## Extrait
Après être sorti du système fâcheux des douzièmes provisoires, le Gouvernement a tenu à honneur de rentrer complètement dans la règle. le budget de 1851 a été voté en temps utile, et celui de 1852 vous sera présenté dès le commencement de l'année prochaine.
Un perfectionnement, longtemps demandé, vient d'être réalisé dans la comptabilité publique : la durée des exercices a été, par un décret récent, abrégée de deux mois. Favorable à la fois au Trésor et à ses créanciers, cette mesure accélérera la liquidation et le payement des dettes de l'Etat, et rendra plus faciles la formation et le jugement des comptes.
Pour entrer dans les vues de l'Assemblée, l'administration a entrepris, et presque terminé, la réorganisation de tous les arrondissements de perception. Ce grand travail, qui entraînera la suppression successive, par voie d'extinction, de 1500 emplois, aura pour résultat une économie considérable.
Trois projets de loi sur des objets dignes de vos méditations ne tarderont pas à vous être soumis.
L'un, conçu dans l'intérêt de l'agriculture, du commerce et de l'industrie, a pour but d'affranchir l'administration des canaux, au moyen du rachat des actions de jouissance, des entraves qui résultent du cahier des charges.
L'autre règle la matière générale des pensions.
Le troisième demande à lAssemblée les voies et les moyens nécessaires pour opérer, en vue d'une meilleure répartition de l'impôt foncier, une nouvelle évaluation des revenus territoriaux. Nous vous proposerons une combinaison qui, en maintenant le produit actuel de l'impôt, soulagera successivement les départements surchargés, sans aggravation pour les autres.

## Tâche demandée 1
Énumérez l'objet de chacun des projets de loi annoncés dans l'extrait.
## Tâche demandée 2
Selon l'extrait, combien d'emplois la réorganisation des arrondissements de perception doit-elle supprimer ?
## Tâche demandée 3
Modifiez le passage de l'extrait commençant à « L'un, conçu dans » et se terminant à « cahier des charges. », en remplaçant « canaux » par « chemins de fer ».

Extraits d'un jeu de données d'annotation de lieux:
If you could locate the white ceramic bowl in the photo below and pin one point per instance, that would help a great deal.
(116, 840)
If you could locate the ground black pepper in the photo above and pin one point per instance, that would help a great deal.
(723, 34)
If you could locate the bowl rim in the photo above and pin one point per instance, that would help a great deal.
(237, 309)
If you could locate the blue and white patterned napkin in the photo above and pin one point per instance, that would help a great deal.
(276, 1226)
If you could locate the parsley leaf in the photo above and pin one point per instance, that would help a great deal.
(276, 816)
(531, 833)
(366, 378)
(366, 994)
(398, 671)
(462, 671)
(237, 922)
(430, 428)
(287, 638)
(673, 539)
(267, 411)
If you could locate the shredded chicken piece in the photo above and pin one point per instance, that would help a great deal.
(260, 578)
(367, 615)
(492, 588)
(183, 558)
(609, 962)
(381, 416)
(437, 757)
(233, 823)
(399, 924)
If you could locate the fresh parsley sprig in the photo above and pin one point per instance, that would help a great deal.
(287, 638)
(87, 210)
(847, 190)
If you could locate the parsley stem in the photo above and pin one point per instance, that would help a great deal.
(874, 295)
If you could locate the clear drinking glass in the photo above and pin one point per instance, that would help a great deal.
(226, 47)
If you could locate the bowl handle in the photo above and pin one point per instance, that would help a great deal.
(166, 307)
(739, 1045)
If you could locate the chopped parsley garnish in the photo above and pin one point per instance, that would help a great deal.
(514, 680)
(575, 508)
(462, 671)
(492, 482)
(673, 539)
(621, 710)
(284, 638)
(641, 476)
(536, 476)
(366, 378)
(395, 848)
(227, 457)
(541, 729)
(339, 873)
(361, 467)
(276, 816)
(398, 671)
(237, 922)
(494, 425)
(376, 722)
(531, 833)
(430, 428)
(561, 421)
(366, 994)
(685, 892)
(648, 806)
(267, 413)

## Solution détaillée 1
- Affranchir l'administration des canaux des entraves qui résultent du cahier des charges, au moyen du rachat des actions de jouissance.
- Régler la matière générale des pensions.
- Obtenir les voies et les moyens nécessaires pour opérer une nouvelle évaluation des revenus territoriaux, en vue d'une meilleure répartition de l'impôt foncier.

## Solution détaillée 2
1500 emplois.

## Solution détaillée 3
L'un, conçu dans l'intérêt de l'agriculture, du commerce et de l'industrie, a pour but d'affranchir l'administration des chemins de fer, au moyen du rachat des actions de jouissance, des entraves qui résultent du cahier des charges.